# MATERIAL PROVIDED:
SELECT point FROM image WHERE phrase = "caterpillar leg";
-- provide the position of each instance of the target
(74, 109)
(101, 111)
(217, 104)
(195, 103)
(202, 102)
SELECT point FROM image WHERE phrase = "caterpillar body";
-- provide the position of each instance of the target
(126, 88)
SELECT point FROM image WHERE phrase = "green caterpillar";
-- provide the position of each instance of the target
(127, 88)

...

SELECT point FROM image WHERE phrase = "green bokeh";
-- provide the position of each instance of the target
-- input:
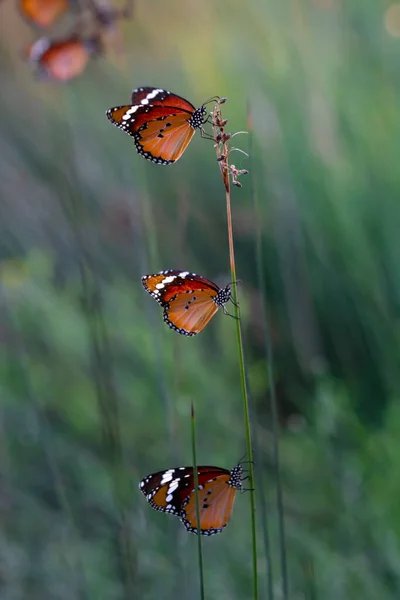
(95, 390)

# WHAT THE TASK REQUIRES:
Whenever a line of the records holds the string "SELECT", pick it out and copy it.

# THE ANSWER:
SELECT point FROM image WHERE phrase = "caterpillar leg";
SELECT point FROM image WHERE phrase = "caterpillar body";
SELECT point FROM image WHERE phrase = "green caterpillar";
SELECT point FROM image WHERE phrase = "green bokeh";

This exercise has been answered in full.